[Data extracted from a collection]

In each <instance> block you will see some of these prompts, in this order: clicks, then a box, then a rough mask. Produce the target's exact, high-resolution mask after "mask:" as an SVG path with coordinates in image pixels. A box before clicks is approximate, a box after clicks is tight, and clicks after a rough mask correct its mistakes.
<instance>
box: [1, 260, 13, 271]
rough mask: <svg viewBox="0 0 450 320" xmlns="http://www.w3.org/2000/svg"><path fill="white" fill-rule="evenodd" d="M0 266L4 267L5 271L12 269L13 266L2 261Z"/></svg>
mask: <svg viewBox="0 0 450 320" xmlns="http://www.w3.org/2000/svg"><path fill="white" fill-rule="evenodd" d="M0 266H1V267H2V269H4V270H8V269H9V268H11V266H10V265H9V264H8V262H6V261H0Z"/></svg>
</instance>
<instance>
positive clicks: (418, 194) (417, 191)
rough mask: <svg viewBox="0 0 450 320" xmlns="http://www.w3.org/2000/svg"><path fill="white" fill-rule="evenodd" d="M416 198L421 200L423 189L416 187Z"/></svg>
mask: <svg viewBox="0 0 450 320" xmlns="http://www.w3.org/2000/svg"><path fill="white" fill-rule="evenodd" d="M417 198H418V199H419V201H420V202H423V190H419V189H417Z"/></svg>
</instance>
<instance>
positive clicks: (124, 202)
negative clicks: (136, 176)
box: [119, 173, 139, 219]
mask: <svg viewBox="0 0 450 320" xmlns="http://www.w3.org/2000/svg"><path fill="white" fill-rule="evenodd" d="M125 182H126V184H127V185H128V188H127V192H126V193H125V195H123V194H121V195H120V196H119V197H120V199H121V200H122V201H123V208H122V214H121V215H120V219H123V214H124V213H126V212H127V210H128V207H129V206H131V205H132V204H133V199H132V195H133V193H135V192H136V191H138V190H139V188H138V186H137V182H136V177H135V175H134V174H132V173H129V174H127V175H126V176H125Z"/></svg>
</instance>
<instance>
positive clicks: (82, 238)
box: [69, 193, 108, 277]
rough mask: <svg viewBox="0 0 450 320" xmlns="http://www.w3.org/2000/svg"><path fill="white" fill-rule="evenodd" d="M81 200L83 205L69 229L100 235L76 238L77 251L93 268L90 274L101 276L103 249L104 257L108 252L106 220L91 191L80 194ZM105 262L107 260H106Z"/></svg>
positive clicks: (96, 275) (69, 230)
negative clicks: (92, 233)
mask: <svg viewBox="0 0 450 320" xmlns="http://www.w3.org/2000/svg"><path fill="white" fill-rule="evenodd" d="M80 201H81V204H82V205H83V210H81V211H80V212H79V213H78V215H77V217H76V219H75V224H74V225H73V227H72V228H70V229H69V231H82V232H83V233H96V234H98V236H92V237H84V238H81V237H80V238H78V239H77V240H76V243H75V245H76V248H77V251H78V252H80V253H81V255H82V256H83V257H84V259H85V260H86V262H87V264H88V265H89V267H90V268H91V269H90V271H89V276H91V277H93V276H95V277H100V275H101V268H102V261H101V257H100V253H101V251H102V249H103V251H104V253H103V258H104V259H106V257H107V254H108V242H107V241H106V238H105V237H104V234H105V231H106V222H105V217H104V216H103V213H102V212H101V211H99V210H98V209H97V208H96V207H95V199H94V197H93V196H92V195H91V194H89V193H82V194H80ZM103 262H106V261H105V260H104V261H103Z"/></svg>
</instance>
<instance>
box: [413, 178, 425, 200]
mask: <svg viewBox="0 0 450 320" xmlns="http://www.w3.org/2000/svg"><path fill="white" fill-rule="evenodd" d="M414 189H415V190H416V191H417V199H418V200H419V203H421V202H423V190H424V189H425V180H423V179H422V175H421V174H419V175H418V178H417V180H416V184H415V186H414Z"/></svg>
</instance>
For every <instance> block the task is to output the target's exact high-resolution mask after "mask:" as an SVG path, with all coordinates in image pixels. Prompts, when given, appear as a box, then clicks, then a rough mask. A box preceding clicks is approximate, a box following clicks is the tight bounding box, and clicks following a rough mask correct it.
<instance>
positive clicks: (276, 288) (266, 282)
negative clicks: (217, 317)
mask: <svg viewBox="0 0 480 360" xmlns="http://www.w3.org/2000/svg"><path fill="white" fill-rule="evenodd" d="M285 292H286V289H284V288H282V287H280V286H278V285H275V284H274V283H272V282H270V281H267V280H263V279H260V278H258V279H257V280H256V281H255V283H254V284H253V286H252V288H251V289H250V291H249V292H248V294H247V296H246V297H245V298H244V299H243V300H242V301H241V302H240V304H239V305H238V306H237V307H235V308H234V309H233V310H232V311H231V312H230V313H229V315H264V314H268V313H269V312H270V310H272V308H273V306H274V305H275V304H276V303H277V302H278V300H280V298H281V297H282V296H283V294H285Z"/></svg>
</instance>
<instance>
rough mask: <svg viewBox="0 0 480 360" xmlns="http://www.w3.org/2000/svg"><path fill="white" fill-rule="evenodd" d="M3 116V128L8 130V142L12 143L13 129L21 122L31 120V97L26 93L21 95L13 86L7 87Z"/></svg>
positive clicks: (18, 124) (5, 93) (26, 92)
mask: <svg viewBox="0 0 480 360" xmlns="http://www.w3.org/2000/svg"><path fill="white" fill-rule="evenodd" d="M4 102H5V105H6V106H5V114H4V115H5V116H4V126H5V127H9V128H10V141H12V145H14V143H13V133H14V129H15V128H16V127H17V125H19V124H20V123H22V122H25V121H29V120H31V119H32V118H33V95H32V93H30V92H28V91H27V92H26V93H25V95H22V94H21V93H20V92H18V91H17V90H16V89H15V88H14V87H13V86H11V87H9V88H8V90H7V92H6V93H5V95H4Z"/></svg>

**WHAT THE EXERCISE ASKS**
In your reply, restate exactly the lines from the start of the records above through the line holding "box: [1, 260, 13, 271]", including both, and nothing else.

**PROBLEM SOLUTION**
In each <instance> block you will see some of these prompts, in this order: clicks, then a box, then a rough mask. Produce the target's exact, high-resolution mask after "mask:" as an SVG path with coordinates in image pixels. A box before clicks is approximate, a box after clicks is tight, and clicks after a rough mask correct its mistakes.
<instance>
box: [1, 260, 13, 271]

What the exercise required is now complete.